(Your instructions): Write the records out once more, exactly as they appear below.

Top of Listed entries

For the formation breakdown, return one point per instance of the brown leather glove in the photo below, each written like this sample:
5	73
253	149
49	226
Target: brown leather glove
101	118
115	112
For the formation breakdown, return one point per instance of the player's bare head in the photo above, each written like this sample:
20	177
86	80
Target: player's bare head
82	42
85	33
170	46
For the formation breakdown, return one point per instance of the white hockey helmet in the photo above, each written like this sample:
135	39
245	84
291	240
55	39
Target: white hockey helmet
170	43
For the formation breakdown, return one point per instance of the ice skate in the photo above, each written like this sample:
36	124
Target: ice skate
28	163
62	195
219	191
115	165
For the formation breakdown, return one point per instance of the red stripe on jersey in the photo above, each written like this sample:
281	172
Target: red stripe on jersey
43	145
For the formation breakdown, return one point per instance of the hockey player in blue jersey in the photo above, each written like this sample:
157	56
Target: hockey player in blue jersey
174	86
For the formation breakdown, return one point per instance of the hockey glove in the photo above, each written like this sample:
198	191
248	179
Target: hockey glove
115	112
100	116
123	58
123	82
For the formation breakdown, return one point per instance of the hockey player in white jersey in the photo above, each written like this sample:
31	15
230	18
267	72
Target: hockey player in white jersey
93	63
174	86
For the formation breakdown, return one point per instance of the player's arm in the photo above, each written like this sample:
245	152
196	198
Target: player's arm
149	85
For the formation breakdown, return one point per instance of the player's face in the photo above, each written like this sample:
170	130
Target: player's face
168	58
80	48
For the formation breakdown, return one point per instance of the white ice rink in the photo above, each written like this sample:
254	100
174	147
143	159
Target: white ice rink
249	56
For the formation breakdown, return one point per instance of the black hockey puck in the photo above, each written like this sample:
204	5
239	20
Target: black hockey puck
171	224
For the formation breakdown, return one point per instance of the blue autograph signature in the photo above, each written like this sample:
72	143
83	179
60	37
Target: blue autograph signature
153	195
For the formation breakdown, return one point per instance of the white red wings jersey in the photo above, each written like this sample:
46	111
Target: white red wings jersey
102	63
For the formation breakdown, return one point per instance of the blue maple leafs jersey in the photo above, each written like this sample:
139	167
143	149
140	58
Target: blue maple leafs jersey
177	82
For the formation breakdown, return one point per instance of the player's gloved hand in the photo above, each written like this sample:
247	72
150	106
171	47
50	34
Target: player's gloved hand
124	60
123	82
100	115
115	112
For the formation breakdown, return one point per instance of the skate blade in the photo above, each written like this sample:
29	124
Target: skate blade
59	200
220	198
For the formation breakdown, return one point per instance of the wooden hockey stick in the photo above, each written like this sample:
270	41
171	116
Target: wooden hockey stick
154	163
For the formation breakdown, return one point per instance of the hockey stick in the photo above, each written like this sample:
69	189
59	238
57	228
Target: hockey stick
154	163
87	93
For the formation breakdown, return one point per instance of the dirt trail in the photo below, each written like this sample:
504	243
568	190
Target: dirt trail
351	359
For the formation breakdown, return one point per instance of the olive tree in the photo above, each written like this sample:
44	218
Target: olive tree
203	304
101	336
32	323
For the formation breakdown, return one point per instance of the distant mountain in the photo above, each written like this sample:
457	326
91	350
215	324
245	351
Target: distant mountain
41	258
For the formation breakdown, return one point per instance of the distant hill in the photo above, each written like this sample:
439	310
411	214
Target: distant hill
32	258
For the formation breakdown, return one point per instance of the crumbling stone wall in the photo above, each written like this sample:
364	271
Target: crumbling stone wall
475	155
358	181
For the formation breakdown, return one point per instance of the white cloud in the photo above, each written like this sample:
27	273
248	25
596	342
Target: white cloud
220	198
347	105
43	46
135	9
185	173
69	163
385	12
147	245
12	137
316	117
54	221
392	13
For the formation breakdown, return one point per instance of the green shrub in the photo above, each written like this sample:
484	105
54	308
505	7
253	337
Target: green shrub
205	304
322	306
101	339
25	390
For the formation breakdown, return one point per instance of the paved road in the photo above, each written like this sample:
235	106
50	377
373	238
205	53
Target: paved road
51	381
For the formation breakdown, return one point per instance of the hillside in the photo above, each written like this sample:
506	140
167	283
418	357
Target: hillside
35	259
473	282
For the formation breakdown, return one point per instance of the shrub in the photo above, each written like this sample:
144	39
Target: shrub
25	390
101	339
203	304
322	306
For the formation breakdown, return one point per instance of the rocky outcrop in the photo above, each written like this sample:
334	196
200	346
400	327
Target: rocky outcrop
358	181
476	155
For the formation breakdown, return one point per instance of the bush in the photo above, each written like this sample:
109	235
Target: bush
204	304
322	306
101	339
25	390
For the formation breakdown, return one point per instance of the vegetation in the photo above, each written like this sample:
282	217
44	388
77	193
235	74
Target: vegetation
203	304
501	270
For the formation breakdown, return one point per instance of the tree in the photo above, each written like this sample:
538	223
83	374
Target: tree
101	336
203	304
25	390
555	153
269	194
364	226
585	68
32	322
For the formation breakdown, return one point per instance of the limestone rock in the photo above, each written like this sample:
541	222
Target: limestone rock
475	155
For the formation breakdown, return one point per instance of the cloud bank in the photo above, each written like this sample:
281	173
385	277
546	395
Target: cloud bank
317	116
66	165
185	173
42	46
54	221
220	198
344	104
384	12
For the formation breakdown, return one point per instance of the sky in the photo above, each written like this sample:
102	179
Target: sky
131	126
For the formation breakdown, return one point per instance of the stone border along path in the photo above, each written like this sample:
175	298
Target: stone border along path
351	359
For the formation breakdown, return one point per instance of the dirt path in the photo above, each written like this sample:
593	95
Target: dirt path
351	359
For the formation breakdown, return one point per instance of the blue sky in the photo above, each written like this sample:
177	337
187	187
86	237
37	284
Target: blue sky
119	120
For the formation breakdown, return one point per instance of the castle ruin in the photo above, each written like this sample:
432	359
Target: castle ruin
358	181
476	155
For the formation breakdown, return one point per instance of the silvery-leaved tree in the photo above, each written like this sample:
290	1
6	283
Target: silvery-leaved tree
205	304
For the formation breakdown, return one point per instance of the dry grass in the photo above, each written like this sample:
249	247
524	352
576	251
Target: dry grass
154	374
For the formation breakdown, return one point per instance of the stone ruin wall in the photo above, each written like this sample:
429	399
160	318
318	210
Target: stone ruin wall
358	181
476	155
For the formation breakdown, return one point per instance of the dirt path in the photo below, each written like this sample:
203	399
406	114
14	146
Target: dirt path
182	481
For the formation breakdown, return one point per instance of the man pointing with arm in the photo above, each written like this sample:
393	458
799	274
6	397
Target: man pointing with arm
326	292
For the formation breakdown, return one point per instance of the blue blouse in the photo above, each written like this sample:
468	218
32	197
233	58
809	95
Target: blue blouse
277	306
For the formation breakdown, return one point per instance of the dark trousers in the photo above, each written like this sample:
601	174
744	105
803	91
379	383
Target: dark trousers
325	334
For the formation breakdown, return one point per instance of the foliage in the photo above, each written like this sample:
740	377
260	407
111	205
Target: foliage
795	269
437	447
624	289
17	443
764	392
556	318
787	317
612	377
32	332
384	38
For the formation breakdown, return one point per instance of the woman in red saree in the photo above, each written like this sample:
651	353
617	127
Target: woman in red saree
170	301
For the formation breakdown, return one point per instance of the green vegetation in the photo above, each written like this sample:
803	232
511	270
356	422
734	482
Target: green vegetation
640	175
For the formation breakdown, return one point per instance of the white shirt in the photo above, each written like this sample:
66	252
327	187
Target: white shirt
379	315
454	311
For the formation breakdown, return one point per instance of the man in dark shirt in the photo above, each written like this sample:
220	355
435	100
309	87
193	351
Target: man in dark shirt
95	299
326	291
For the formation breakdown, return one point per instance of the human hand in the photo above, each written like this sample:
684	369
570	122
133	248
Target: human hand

Bottom of Listed entries

(Answer space):
For the formation breakdown, return one point per instance of the brown leather glove in the photo below, each written like this sample:
5	73
253	149
49	226
Target: brown leather glove
101	118
115	112
For the formation breakdown, return one point per instance of the player's bare head in the photo above, each written like this sample:
20	177
86	80
Target: player's bare head
82	42
85	33
170	46
For the formation breakdown, return one point per instance of the white hockey helmet in the photo above, each written like this sample:
135	39
245	84
291	240
55	39
Target: white hockey helmet
170	43
For the formation breakdown, return one point per instance of the ice skate in the photo above, each written like this sample:
36	124
Target: ice skate
28	163
62	195
219	191
115	165
For the formation breakdown, return one point per instance of the red stripe on jersey in the photo above, each written like this sample:
281	172
Target: red stripe on jersey
43	145
For the formation breakdown, return one point per instance of the hockey player in blue jersey in the photo above, each written like this sample:
157	56
Target: hockey player in blue jersey
174	86
For the formation breakdown, return one point per instance of the hockey glove in the photo above, each written like this sample:
198	191
248	179
Target: hockey glove
115	112
100	116
123	58
123	82
For the formation breakdown, return one point per instance of the hockey player in white jersey in the photo above, each written like this sample:
31	15
230	18
267	72
Target: hockey player in white jersey
93	63
174	86
For the formation breakdown, return one point per instance of the player's arm in the photo above, each written like this sample:
245	152
196	198
Target: player's arm
149	85
For the formation breakdown, return one point per instance of the player's face in the photo above, each written like this sample:
170	130
Target: player's face
168	58
80	48
For the formation breakdown, return one point per instance of the white ice rink in the photo above, each written like this sample:
254	100
174	147
143	159
Target: white ice rink
249	56
For the formation breakdown, return one point per instance of the black hockey puck in the photo above, each written like this sample:
204	5
239	20
Target: black hockey puck
171	224
For the formation breakdown, return one point per instance of the blue autograph signature in the photo above, each written like this sample:
72	143
83	179
60	37
Target: blue autograph signature
153	195
For the formation breakdown, return one point per instance of the white red wings jersey in the photo above, each written like this sample:
46	111
Target: white red wings jersey
102	63
For the formation breakdown, return one point per instance of the blue maple leafs jersey in the photo above, each written like this sample:
139	167
143	149
140	58
Target: blue maple leafs jersey
177	82
For the formation breakdown, return one point per instance of the player's gloved hand in the photo above, each written like this sample:
247	72
150	106
171	47
50	34
Target: player's gloved hand
124	60
123	82
100	115
115	112
For the formation breakdown, return one point per instance of the skate blade in the photo above, each written like this sample:
29	124
Target: skate blade
59	200
220	198
For the formation breakdown, return one point per instance of the wooden hockey stick in the photo above, each written like this sample:
270	41
171	116
Target: wooden hockey stick
154	163
For the formation breakdown, return one point per instance of the hockey stick in the photo above, each written like this sample:
69	189
59	238
57	228
Target: hockey stick
154	163
87	93
For the formation breakdown, return one point per instance of the dirt trail in the photo below, each written like this sample:
504	243
568	190
Target: dirt trail
351	359
For the formation breakdown, return one point per instance of the olive tree in the photo above, each written like this sample:
44	218
Target: olive tree
203	304
101	336
32	323
For the formation breakdown, return one point per instance of the distant mountain in the photo above, each written like this sample:
457	326
91	350
215	324
245	351
Target: distant mountain
41	258
For the formation breakdown, return one point per instance of the distant hill in the photo above, each written like this sample:
439	310
411	214
Target: distant hill
32	258
For the formation breakdown, return one point per instance of the crumbling stone wall in the photo above, each written like this sample:
364	271
Target: crumbling stone wall
475	155
358	181
For the formation breakdown, return one point per instance of the white cloud in the photo above, each written like this sample:
27	273
248	25
596	342
Target: white cloud
220	198
347	105
43	46
135	9
185	173
69	163
385	12
147	245
12	137
316	117
54	221
392	13
For the formation breakdown, return one point per instance of the green shrub in the photo above, each written like this sample:
484	105
54	308
505	7
253	337
Target: green shrub
205	304
322	306
101	339
25	390
For the formation breakdown, return one point per instance of the paved road in the photo above, each written like this sample:
235	106
50	377
373	238
205	53
Target: paved road
51	381
For the formation breakdown, return one point per instance of the hillside in the photo above, each written like this sample:
506	140
167	283
418	357
Target: hillside
35	259
473	282
For the formation breakdown, return one point per instance of the shrub in the photo above, each written like this sample:
144	39
Target: shrub
25	390
101	339
203	304
322	306
For the formation breakdown, return one point per instance of the rocky outcrop in the photo above, each written like this sample:
334	196
200	346
400	327
Target: rocky outcrop
358	181
476	155
For the formation breakdown, return one point per instance of the bush in the photo above, each written like this sample:
109	235
Target: bush
204	304
322	306
101	339
25	390
For the formation breakdown, return one point per instance of the vegetation in the photo above, each written like this sample:
282	217
44	388
77	193
235	74
Target: vegetation
203	304
501	270
For the formation breakdown, return one point per instance of the tree in the photo above, each written like this sample:
538	223
83	374
Target: tree
101	336
203	304
25	390
555	153
269	194
364	226
585	68
32	322
For the formation breakdown, return one point per instance of the limestone rock in the photo above, each written like this sample:
541	222
Target: limestone rock
475	155
For the formation breakdown, return one point per instance of the cloud bank in the photo above, each written like this sample:
281	173
385	277
546	395
Target: cloud bank
317	116
66	165
185	173
42	46
54	221
220	198
344	104
384	12
For the formation breakdown, return one point per instance of the sky in the photo above, each written like this sample:
102	179
Target: sky
131	126
For the formation breakdown, return one point per instance of the stone border along path in the photo above, each written like this sample:
175	298
Target: stone border along path
351	359
For the formation breakdown, return one point per instance of the dirt path in the photo above, each written like this sample:
593	95
Target: dirt path
351	359
For the formation breakdown, return one point per instance of the blue sky in the photo above, each written like this sample:
177	337
187	187
86	237
37	284
Target: blue sky
119	120
For the formation breakdown, return one point per instance of the castle ruin in the photo above, each written like this sample:
432	359
Target: castle ruin
358	181
476	155
For the formation breakdown, return one point per instance of the silvery-leaved tree in the photo above, each written like this sample:
290	1
6	283
Target: silvery-leaved tree
205	304
For the formation breakdown, return one point per instance of the dry grass in the photo above, each written like this sample:
249	247
524	352
576	251
Target: dry grass
154	374
For the formation breakdown, return one point per instance of the stone ruin wall in the photo above, each written like this sample:
429	399
160	318
318	210
Target: stone ruin wall
358	181
476	155
For the formation breakdown, return one point per instance of the dirt path in the photo below, each written like this sample:
203	399
406	114
14	146
Target: dirt path
182	481
For the formation breakdown, return one point per instance of the man pointing with arm in the photo above, each written like this sample:
393	458
799	274
6	397
Target: man pointing with arm
326	292
For the formation breakdown, return one point per instance of the blue blouse in the photo above, each written like this sample:
468	218
32	197
233	58
809	95
Target: blue blouse
277	306
For the formation breakdown, return one point per instance of the dark trousers in the photo above, each written like this sample:
601	174
744	105
803	91
379	383
Target: dark trousers
325	334
For the formation breakdown, return one point per instance of the foliage in the photo above, each written like this sample:
740	377
260	407
111	205
Target: foliage
795	269
437	447
624	289
17	443
764	392
556	318
787	317
612	377
32	332
384	38
For the formation breakdown, return one point per instance of the woman in red saree in the photo above, each written like this sample:
651	353
617	127
Target: woman in red saree
170	301
For the formation breakdown, return one point per instance of the green vegetation in the photo above, each written like this sample:
803	232
511	270
356	422
734	482
Target: green vegetation
640	175
For the formation breakdown, return one point per instance of the white shirt in the photo above, each written like this sample:
66	252
327	187
Target: white shirt
379	315
454	311
For the formation breakdown, return one point per instance of the man in dark shirt in the photo above, each written like this sample:
220	355
435	100
309	87
193	351
Target: man in dark shirt
95	299
326	291
For the formation breakdown, return one point per instance of the human hand in the photo above, each written like this sample:
684	369
570	122
133	248
Target: human hand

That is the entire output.